Aim
Format the lines of the listing below as a numbered list, from the line containing "the asphalt race" through the end of the listing, inclusive. Leave out any blank lines.

Data entries
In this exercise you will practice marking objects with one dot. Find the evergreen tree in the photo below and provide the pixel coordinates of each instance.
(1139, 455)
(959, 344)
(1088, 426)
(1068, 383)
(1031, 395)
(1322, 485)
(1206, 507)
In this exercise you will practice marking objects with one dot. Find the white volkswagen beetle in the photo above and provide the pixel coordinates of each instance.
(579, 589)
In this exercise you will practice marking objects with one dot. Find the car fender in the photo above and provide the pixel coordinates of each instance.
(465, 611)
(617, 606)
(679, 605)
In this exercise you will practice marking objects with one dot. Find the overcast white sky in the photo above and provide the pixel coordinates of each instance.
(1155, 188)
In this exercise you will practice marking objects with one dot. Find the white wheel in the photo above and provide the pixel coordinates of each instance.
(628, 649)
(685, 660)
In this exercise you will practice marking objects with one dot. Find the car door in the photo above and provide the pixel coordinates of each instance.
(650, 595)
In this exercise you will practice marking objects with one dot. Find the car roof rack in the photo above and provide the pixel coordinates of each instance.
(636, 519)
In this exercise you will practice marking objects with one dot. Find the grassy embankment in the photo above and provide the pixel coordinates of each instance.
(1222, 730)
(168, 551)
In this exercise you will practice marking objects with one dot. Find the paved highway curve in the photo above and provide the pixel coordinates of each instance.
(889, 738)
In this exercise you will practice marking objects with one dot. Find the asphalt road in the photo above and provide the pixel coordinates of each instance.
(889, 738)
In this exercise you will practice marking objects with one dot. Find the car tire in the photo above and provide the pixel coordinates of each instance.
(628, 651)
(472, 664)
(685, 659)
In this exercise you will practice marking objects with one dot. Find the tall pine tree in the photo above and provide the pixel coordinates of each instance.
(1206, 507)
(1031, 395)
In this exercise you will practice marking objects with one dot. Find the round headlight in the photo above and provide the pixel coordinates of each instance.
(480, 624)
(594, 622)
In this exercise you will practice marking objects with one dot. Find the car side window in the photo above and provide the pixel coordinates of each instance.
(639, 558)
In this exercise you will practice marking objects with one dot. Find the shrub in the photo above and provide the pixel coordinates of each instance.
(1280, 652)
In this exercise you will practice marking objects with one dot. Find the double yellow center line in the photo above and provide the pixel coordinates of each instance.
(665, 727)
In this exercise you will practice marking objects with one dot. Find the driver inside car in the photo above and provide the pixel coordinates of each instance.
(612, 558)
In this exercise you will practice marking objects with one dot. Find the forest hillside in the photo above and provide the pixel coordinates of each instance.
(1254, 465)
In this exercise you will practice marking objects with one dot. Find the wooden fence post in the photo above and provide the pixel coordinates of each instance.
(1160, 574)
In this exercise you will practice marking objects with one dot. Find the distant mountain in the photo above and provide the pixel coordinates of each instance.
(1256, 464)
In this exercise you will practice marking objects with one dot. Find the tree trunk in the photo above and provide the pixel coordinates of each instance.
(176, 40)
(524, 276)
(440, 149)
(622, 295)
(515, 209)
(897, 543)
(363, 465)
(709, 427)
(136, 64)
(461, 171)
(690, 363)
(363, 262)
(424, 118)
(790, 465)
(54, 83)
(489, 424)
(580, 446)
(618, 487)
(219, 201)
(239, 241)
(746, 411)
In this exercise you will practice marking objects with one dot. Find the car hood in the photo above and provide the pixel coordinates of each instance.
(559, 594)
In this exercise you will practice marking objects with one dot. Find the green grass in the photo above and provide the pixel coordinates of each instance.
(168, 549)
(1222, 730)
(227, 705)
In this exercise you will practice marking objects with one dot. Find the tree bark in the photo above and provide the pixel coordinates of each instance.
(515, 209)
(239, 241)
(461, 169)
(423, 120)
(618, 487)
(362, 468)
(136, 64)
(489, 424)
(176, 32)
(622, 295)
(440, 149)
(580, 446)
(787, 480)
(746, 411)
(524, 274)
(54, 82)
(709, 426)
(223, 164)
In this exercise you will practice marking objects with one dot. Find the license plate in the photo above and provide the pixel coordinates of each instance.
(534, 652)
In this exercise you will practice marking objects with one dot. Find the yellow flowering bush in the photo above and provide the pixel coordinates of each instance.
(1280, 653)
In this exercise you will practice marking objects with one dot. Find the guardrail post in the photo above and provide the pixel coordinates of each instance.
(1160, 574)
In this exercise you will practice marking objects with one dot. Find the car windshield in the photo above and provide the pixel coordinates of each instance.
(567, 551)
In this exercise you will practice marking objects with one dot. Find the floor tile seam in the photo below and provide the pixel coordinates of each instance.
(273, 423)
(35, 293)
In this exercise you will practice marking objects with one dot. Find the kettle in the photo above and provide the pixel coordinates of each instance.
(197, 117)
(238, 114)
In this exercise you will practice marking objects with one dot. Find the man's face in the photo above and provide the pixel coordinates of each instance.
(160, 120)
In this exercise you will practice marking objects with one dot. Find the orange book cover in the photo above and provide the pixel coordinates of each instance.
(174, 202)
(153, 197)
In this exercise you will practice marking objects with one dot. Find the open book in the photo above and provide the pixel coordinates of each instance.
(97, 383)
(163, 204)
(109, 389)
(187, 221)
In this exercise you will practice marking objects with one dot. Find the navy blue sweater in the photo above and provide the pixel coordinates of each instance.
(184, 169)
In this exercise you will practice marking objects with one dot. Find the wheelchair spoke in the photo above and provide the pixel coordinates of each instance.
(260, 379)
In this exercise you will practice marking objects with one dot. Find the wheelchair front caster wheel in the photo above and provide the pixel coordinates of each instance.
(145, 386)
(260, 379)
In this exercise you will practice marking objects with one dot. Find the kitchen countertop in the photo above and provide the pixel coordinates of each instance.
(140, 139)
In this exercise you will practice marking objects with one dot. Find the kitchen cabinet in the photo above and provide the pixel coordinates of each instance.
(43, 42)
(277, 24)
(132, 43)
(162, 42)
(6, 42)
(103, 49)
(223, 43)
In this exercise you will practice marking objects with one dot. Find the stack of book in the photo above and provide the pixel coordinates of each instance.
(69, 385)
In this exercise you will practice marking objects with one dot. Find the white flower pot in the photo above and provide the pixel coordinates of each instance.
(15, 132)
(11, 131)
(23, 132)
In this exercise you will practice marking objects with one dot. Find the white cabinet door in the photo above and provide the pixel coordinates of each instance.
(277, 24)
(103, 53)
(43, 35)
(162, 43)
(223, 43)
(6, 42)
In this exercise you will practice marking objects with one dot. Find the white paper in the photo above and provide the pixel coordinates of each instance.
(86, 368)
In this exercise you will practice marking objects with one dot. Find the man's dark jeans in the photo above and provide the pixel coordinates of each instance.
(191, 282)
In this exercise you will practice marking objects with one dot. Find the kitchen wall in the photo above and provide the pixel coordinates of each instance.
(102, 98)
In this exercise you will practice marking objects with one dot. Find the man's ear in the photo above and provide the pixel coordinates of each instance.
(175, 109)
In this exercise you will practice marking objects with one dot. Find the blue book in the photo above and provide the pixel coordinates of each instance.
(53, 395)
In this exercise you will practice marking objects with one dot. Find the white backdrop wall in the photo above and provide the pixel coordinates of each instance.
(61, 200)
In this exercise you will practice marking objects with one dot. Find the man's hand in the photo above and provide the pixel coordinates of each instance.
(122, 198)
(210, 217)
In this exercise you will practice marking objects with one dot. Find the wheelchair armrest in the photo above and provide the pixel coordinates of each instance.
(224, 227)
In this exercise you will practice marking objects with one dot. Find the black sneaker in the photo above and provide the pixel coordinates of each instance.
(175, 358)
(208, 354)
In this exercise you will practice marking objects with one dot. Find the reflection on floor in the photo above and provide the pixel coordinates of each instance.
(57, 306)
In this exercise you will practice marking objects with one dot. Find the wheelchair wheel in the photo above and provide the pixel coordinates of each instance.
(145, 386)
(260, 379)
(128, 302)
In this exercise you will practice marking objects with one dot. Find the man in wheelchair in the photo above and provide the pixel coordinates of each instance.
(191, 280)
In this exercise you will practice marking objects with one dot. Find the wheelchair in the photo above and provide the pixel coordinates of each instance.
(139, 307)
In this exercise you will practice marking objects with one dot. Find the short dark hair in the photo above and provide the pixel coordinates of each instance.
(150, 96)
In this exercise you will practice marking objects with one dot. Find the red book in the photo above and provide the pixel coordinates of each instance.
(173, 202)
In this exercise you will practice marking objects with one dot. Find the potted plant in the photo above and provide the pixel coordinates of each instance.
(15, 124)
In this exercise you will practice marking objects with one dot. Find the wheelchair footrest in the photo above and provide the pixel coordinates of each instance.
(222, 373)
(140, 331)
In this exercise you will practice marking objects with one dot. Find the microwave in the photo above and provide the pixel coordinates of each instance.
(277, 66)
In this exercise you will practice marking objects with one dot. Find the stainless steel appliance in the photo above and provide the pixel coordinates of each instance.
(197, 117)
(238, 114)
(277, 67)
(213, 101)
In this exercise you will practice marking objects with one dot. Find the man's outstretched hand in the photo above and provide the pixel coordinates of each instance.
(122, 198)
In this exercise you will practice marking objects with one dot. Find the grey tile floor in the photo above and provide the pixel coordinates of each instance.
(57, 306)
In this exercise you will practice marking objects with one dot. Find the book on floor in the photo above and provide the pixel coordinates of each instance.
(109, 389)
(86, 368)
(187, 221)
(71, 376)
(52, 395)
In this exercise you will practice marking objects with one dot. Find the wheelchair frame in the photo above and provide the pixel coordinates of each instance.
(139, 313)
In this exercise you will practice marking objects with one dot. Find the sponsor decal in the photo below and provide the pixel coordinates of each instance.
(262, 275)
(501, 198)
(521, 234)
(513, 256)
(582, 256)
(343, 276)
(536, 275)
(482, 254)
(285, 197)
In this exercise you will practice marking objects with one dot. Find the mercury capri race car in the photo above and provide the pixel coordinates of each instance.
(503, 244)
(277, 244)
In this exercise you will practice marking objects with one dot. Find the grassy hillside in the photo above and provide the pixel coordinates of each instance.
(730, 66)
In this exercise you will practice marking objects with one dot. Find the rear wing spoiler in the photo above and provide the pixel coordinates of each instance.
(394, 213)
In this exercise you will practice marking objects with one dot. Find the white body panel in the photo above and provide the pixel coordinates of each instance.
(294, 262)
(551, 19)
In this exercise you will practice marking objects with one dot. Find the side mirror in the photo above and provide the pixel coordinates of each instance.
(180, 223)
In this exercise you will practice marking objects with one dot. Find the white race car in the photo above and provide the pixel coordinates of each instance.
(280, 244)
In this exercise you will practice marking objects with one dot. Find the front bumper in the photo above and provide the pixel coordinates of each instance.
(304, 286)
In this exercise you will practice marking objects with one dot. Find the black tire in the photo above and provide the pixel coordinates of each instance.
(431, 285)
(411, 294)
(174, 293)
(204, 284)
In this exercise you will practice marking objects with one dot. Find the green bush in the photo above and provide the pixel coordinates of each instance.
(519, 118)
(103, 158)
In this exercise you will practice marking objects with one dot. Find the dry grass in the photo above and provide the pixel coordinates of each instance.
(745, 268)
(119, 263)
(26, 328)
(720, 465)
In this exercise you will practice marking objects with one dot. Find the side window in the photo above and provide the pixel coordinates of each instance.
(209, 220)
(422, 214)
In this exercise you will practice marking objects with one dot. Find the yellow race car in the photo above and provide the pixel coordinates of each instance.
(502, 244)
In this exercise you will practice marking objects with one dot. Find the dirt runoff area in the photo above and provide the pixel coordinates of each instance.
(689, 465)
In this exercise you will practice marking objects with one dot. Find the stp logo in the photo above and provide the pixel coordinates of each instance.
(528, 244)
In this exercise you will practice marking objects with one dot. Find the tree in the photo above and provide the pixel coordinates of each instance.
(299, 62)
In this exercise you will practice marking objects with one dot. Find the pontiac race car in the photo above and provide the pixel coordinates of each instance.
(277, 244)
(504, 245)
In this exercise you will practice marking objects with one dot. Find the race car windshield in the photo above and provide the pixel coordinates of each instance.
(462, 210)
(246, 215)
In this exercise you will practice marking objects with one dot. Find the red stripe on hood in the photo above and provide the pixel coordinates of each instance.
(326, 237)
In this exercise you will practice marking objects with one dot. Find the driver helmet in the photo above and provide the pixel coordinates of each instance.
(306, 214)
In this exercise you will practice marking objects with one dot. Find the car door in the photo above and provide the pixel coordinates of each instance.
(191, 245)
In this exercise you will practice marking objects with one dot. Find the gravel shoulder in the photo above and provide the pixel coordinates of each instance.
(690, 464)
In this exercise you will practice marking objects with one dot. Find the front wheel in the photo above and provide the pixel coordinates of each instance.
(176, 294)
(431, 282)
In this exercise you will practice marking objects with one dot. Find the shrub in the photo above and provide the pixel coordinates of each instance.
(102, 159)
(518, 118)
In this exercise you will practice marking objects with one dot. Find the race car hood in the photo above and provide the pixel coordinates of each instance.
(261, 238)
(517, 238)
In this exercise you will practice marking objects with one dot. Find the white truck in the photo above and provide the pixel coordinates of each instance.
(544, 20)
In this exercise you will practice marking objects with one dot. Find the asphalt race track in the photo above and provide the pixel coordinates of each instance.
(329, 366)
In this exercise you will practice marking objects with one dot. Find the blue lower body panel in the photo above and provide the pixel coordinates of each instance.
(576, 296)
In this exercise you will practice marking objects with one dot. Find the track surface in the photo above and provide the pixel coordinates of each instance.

Result for this exercise
1. In this exercise you will practice marking objects with one dot. Find the asphalt race track in the photo above and provide the pixel coordinates of each instance.
2. (329, 366)
3. In this exercise you will practice marking objects with one dot. Find the blue lower body panel in the photo above and provide the pixel coordinates of each instance.
4. (576, 296)
5. In this exercise you will practice marking objects with one dot. Find the track surface in the photo above and provide the pixel coordinates of each instance.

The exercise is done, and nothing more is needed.